People v. Williams

Decision Date21 November 1985
Docket NumberNo. 61071,61071
Citation109 Ill.2d 391,94 Ill.Dec. 429,488 N.E.2d 255
Parties, 94 Ill.Dec. 429 The PEOPLE of the State of Illinois, Appellee, v. Hernando WILLIAMS, Appellant.
CourtIllinois Supreme Court

Sheldon Nagelberg, Chicago, for petitioner-appellant.

Neil F. Hartigan, Atty. Gen., Chicago, for respondent-appellee; Richard M. Daley, State's Atty., Cook County, Chicago, Joan S. Cherry, Kevin Sweeney, Asst. State's Attys., of counsel.

MILLER, Justice:

The petitioner, Hernando Williams, appeals from an order of the circuit court of Cook County dismissing his request for post-conviction relief. The petitioner originally pleaded guilty to charges of murder, armed robbery, aggravated kidnaping, and rape and, on the murder conviction, was sentenced by a jury to death; various terms of imprisonment were imposed for the other convictions. This court affirmed the judgment on direct appeal (People v Williams (1983), 97 Ill.2d 252, 73 Ill.Dec. 360, 454 N.E.2d 220), and the United States Supreme Court denied certiorari (Williams v. Illinois (1984), 466 U.S. 981, 104 S.Ct. 2364, 80 L.Ed.2d 836. The petitioner then filed, in the circuit court, a petition for post-conviction relief. Following the dismissal of the petition, the State's motion for a direct appeal to this court was allowed (94 Ill.2d R. 302(b) ), and we now affirm the judgment of the circuit court.

The petitioner filed his post-conviction petition on September 10, 1984, raising as grounds for relief questions concerning his guilty plea and the manner in which the sentencing jury was selected. On October 10, 1984, the circuit judge found that the petition was patently without merit and, pursuant to statute, dismissed it without a hearing. (See Ill.Rev.Stat., 1984 Supp., ch. 38, par. 122-2.1.) The court's written order explained that the petition did not raise any new issues, that consideration of the issues presented would be precluded by the doctrine of res judicata, and that the petitioner's constitutional rights had not been denied.

On appeal here the petitioner argues that the State's use of its peremptory challenges unconstitutionally excluded blacks from serving on the jury that sentenced him to death; the petitioner is black. The same argument was rejected in the petitioner's original appeal. In an extensive discussion of the question, this court held that the manner in which the prosecution exercised its peremptory challenges was not shown here to have violated the petitioner's right to equal protection under the fourteenth amendment (U.S. Const., amend. XIV; see Swain v. Alabama (1965), 380 U.S. 202, 85 S.Ct. 824, 13 L.Ed.2d 759) or his distinct right, derived from the sixth amendment, to a jury selected from a fair cross-section of the community (U.S. Const., amend. VI; see Taylor v. Louisiana (1975), 419 U.S. 522, 95 S.Ct. 692, 42 L.Ed.2d 690). (People v. Williams (1983), 97 Ill.2d 252, 273-80, 73 Ill.Dec. 360, 454 N.E.2d 220.) It has been held that res judicata precludes consideration in a post-conviction proceeding of an issue that was determined in the original appeal. (People v. Gaines (1984), 105 Ill.2d 79, 87-88, 85 Ill.Dec. 269, 473 N.E.2d 868.) Ordinarily, then, that result would obtain here.

● THE TASKS:
(1) In the court opinion, on what date did the petitioner file his post-conviction petition?
(2) Write the next paragraph of the court opinion, picking up right after its last sentence.
The material that comes next has no connection to the court opinion.

● DATASET EXTRACT:
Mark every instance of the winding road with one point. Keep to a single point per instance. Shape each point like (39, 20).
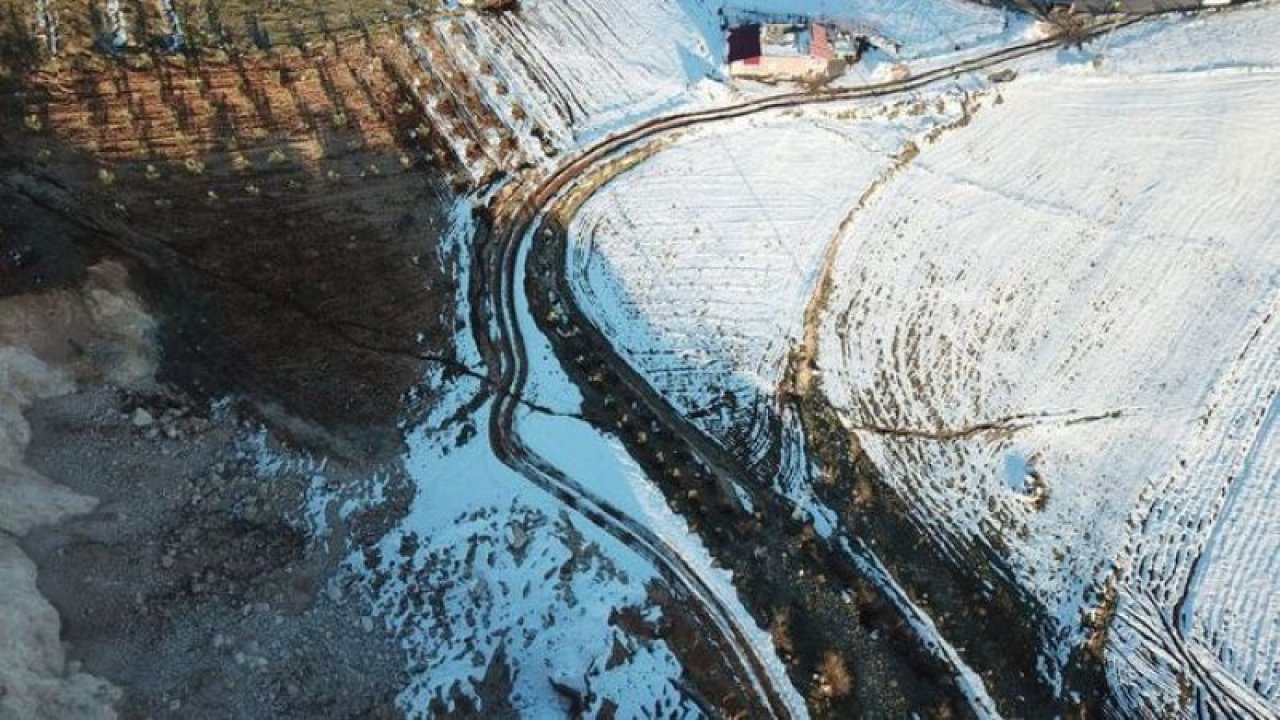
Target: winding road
(516, 222)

● SET OF ANSWERS:
(1) September 10, 1984.

(2)
The petitioner notes that in Gaines, where a similar argument was raised regarding jury selection, the court examined the strength of the evidence on the question, though the same issue had been considered and rejected in the original appeal. The petitioner concludes that a post-conviction showing of necessary evidence may overcome a defense of res judicata, and he argues that that showing was made here. In Swain the Supreme Court suggested that evidence of the State's systematic and purposeful use of peremptory challenges to exclude blacks from juries could be sufficient to raise the constitutional issue. In satisfaction of that threshold requirement, the petitioner here relies on two studies or reports that he incorporated in his post-conviction petition. The first is a collection of statistics compiled by the Illinois Coalition Against the Death Penalty. Those figures reveal the racial composition of juries in recent cases in Illinois in which the death penalty has been imposed; separate figures are shown for black defendants sentenced to death throughout the State and for black defendants sentenced to death in Cook County. The petitioner's second source of information is an article published in the Chicago Tribune summarizing the findings of a month-long study of jury selection in felony trials of black defendants in Cook County.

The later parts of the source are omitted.